** START OF Provided material **

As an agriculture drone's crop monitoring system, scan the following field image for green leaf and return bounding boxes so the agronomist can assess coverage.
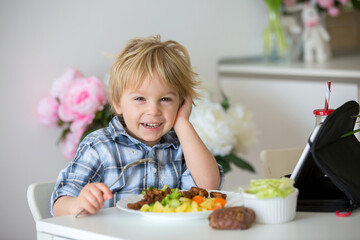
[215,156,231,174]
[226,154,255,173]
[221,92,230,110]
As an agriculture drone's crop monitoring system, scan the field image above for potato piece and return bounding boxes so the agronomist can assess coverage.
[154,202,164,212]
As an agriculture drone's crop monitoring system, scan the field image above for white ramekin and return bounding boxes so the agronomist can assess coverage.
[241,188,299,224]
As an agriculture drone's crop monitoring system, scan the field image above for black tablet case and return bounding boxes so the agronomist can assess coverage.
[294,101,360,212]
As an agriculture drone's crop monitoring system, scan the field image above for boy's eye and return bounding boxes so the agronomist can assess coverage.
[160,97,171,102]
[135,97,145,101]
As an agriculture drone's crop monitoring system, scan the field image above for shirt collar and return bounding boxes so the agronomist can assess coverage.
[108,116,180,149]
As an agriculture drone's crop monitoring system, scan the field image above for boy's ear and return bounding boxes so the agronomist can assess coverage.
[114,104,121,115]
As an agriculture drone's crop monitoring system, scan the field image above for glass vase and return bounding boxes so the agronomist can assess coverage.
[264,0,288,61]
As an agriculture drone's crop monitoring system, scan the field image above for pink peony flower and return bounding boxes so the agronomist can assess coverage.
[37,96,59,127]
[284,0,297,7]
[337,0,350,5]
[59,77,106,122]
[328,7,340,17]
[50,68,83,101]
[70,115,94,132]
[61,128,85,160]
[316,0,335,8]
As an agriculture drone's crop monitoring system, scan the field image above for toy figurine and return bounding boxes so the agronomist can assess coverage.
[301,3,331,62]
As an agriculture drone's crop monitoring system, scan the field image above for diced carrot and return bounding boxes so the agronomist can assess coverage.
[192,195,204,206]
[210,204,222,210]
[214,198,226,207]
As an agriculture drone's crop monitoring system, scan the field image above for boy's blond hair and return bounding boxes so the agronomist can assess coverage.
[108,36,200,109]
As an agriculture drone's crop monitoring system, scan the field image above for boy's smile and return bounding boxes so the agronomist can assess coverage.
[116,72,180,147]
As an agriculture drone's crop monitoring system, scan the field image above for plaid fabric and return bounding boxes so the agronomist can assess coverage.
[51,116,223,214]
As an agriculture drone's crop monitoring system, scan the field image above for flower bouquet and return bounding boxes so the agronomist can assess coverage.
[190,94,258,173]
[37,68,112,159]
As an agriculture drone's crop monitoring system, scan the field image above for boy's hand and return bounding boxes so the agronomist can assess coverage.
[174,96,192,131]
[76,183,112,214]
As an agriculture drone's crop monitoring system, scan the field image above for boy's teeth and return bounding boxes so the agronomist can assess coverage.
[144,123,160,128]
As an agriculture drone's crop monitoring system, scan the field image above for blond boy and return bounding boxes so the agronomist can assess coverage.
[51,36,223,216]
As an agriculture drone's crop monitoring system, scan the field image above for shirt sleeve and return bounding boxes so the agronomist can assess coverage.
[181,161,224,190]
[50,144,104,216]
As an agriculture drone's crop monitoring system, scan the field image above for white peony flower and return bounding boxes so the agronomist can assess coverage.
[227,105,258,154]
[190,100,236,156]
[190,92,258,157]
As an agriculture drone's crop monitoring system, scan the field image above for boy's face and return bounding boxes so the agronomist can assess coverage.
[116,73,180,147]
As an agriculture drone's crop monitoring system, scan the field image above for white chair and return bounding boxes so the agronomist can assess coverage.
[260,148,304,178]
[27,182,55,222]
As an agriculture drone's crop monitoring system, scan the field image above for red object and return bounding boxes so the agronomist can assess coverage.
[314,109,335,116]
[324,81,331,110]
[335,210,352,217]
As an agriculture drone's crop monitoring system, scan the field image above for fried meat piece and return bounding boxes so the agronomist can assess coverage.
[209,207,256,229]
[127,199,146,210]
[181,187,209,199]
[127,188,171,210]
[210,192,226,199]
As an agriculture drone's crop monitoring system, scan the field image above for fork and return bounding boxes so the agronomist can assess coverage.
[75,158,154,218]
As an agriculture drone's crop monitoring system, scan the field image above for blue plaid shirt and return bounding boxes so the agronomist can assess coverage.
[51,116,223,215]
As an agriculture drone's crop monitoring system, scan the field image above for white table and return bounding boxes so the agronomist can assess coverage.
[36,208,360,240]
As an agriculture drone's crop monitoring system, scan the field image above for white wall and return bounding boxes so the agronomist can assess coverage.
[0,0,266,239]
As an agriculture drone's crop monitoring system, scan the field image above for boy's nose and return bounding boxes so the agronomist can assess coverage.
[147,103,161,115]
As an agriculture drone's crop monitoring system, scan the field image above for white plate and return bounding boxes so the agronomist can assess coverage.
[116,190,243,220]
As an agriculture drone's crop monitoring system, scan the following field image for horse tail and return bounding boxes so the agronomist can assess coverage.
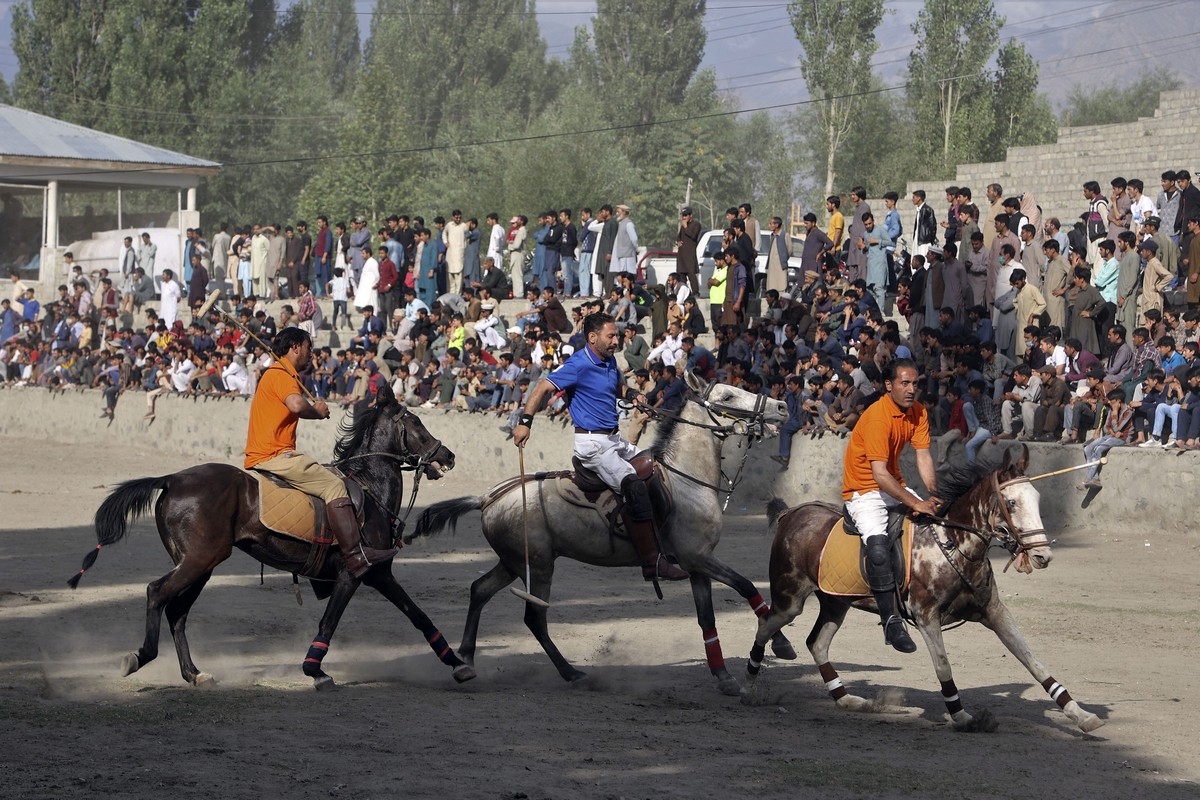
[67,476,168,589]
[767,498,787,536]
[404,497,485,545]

** END OF Provided material **
** START OF Provided material **

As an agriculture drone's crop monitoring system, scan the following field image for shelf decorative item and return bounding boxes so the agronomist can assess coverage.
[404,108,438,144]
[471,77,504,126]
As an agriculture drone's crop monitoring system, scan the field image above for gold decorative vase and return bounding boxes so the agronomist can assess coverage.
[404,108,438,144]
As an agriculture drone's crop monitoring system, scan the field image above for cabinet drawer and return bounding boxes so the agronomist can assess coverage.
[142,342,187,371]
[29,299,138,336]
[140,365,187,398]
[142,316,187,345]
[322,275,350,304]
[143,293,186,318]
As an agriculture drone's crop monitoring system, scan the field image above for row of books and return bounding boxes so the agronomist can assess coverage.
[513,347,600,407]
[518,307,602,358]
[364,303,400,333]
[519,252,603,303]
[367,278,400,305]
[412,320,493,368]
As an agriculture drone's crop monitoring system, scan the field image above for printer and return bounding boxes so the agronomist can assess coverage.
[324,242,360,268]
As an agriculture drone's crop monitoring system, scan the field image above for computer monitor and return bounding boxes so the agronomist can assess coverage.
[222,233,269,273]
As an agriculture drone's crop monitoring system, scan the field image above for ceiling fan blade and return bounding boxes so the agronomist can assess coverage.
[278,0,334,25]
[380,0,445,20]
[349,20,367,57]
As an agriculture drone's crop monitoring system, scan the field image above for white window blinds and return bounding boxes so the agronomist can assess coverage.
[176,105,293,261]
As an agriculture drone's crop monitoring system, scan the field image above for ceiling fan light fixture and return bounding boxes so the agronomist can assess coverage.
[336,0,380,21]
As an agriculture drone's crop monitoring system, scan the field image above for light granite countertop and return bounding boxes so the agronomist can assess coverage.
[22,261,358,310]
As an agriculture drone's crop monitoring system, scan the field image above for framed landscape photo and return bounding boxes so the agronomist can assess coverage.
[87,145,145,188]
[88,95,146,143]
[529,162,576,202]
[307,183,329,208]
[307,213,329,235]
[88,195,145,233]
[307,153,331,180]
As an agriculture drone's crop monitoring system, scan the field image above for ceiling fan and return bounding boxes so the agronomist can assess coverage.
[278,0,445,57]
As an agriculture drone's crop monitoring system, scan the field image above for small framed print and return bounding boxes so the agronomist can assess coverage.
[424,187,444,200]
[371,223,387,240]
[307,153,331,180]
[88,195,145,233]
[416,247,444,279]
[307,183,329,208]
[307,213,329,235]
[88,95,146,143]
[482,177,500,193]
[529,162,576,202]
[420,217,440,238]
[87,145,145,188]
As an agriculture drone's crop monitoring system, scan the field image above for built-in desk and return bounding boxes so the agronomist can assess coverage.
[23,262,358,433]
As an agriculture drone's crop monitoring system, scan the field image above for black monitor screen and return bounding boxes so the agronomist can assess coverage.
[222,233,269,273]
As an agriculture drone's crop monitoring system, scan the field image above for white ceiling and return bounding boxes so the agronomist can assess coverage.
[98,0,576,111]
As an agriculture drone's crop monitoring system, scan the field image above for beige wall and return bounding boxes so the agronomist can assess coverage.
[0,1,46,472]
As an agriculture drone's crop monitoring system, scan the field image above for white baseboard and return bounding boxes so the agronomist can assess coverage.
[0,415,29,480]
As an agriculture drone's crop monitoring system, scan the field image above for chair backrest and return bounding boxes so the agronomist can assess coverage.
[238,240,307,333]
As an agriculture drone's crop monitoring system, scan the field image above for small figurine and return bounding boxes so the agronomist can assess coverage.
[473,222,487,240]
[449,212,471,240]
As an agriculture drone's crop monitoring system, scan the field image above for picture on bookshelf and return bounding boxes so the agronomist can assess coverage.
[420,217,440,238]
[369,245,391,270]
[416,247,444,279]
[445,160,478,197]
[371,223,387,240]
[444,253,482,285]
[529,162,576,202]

** END OF Provided material **
** START OF Provided material **

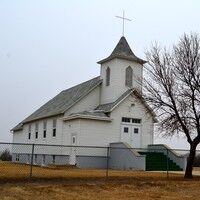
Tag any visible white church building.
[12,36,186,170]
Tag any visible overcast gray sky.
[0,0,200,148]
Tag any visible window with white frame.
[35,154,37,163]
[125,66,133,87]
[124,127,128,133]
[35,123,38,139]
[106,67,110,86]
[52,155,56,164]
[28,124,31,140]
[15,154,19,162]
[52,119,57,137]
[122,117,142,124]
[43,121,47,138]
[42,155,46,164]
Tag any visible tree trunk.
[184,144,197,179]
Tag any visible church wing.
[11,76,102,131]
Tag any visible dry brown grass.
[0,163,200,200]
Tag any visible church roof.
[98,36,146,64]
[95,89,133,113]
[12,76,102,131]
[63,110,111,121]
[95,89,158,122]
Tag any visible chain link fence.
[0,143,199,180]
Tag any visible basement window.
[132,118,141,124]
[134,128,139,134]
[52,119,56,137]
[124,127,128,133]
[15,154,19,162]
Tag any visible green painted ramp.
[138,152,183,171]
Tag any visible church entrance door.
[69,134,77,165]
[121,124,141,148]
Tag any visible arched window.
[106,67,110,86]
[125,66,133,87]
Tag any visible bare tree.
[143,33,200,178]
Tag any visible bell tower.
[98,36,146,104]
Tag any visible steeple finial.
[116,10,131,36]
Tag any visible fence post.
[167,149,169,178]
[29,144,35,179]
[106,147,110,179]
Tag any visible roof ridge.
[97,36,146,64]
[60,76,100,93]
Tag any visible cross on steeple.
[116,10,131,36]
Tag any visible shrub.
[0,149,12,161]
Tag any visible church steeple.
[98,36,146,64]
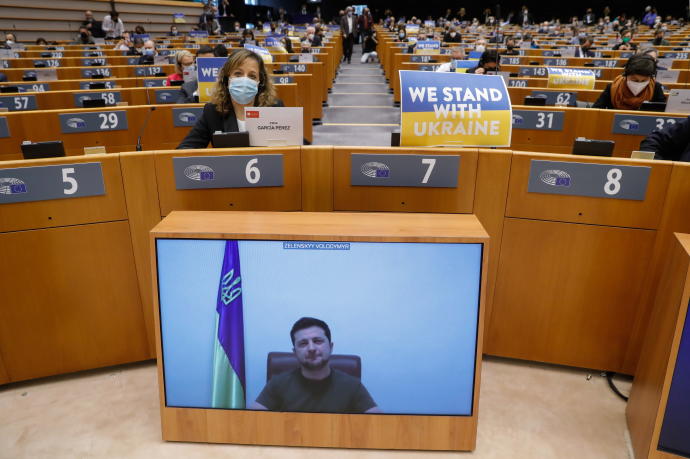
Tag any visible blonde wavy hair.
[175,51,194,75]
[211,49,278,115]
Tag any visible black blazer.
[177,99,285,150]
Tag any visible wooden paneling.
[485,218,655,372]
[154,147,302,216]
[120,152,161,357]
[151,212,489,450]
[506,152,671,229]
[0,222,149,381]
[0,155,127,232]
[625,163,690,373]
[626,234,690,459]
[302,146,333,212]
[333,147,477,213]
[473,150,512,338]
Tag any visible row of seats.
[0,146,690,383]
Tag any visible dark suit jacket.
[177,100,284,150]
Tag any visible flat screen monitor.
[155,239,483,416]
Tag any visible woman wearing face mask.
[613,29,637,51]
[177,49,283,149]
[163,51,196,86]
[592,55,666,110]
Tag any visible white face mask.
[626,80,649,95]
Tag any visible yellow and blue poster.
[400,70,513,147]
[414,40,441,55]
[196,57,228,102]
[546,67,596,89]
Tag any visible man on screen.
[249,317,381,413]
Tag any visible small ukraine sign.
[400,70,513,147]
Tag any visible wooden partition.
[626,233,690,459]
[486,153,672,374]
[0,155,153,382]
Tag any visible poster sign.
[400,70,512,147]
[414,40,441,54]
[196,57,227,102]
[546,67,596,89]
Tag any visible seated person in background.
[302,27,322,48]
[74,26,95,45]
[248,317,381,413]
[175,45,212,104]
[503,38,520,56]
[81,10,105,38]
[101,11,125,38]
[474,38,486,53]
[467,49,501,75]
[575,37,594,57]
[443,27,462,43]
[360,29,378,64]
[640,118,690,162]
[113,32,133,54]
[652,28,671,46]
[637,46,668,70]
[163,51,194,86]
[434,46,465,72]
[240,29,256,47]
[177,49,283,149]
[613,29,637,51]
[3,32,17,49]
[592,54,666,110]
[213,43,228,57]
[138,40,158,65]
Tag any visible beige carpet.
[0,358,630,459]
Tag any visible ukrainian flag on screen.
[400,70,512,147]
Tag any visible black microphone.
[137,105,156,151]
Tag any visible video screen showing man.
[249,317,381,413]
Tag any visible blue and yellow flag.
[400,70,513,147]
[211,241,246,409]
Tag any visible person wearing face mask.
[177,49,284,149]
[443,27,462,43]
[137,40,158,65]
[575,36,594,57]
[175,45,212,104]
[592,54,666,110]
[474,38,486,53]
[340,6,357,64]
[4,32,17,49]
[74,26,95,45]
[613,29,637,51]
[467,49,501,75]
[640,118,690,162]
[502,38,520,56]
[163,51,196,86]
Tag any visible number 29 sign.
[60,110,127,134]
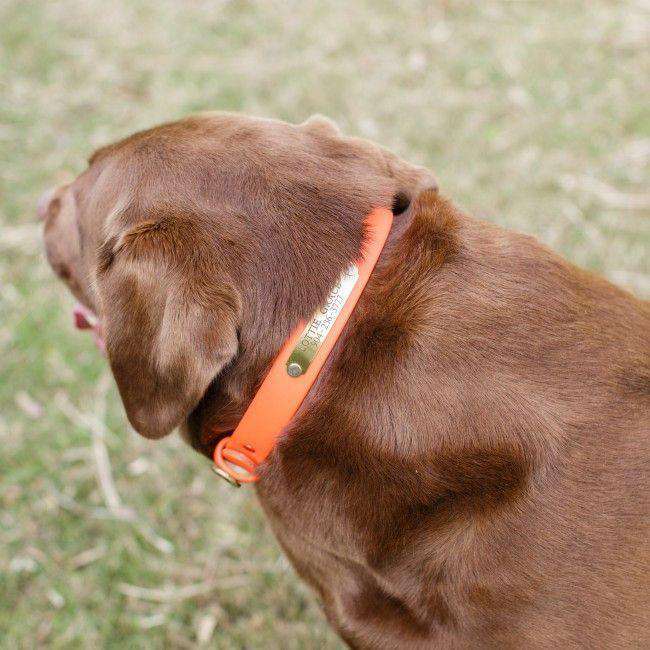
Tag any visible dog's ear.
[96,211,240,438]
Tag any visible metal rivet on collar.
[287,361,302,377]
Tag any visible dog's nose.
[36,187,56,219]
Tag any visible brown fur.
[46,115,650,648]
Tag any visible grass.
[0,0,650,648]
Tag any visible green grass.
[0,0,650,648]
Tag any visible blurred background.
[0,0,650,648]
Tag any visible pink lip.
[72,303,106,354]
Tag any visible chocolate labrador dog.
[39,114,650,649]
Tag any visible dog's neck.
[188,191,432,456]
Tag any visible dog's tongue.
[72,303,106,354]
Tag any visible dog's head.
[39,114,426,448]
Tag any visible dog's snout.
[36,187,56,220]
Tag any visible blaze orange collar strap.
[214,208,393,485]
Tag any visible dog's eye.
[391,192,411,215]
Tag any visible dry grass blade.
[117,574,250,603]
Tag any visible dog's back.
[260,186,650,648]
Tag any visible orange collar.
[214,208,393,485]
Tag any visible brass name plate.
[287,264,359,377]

** END OF Provided material **

[What is needed]
Please rewrite the part of the data above that opens with the line containing "above for blue" and closes with the line containing "[147,103,161,115]" as a numbered list, leaving out any blank lines.

[Written response]
1. As an agriculture drone's crop monitoring system, scan the field image above for blue plaid shirt and return bounding boxes so the agronomist can assess coverage.
2. [51,116,223,215]
3. As an agriculture drone's crop monitoring system, scan the field image above for white table and return bounding boxes so the agronomist can assess coverage.
4. [36,208,360,240]
5. As an agriculture drone's crop monitoring system, scan the field image above for white wall and return bounding boxes so the agronomist can assess coverage.
6. [0,0,266,239]
7. As an agriculture drone's crop monitoring system, scan the field image above for boy's nose and return bounding boxes so the agronomist can assess coverage.
8. [147,103,161,115]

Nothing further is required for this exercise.